** WHAT YOU SHOULD DO **
Gather all lines from the material that contain the word "between".
================
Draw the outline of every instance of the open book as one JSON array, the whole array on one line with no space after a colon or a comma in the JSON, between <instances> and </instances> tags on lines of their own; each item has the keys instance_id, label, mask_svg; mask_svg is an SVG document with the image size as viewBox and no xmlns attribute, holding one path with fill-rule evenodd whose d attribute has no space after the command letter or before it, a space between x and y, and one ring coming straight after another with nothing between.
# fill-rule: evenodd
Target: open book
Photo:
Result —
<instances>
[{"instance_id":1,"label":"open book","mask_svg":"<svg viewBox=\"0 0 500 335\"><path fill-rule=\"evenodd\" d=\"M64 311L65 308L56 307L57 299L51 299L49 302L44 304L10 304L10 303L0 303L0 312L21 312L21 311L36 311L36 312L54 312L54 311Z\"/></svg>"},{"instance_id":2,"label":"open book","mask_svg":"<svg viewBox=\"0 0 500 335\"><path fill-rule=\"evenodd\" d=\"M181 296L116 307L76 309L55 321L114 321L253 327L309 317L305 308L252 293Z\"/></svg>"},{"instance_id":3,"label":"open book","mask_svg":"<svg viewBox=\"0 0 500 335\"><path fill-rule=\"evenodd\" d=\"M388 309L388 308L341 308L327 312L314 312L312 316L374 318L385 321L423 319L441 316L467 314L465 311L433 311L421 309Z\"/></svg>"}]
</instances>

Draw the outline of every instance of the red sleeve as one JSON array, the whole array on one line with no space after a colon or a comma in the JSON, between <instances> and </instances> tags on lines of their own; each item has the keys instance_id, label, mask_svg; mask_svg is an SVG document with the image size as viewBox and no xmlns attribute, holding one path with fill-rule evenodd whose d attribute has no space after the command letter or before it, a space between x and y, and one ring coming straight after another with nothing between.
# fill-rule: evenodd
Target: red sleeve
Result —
================
** TASK RESPONSE **
Draw the outline of every instance of the open book as one JSON array, the whole array on one line with no space after a colon or a comma in the JSON, between <instances> and </instances> tags on lines of their own; each item has the keys instance_id, label, mask_svg; mask_svg is an SVG document with the image size as viewBox and no xmlns attribute, holding one path with fill-rule evenodd whose d attribute has no space after the command letter or before it, a space between x and y, and one ring coming straight after another with nothing between.
Draw the outline of every instance of the red sleeve as one JSON array, the whole array on one line with no space after a colon or a comma in the JSON, between <instances> and </instances> tags on lines of their own; each item has the keys instance_id, label, mask_svg; mask_svg is an SVG document with the image size as viewBox and no xmlns attribute, holding one path with fill-rule evenodd whose d attribute has no space after the command letter or before it, a space between x and y, and one ring coming straight after another with nothing between.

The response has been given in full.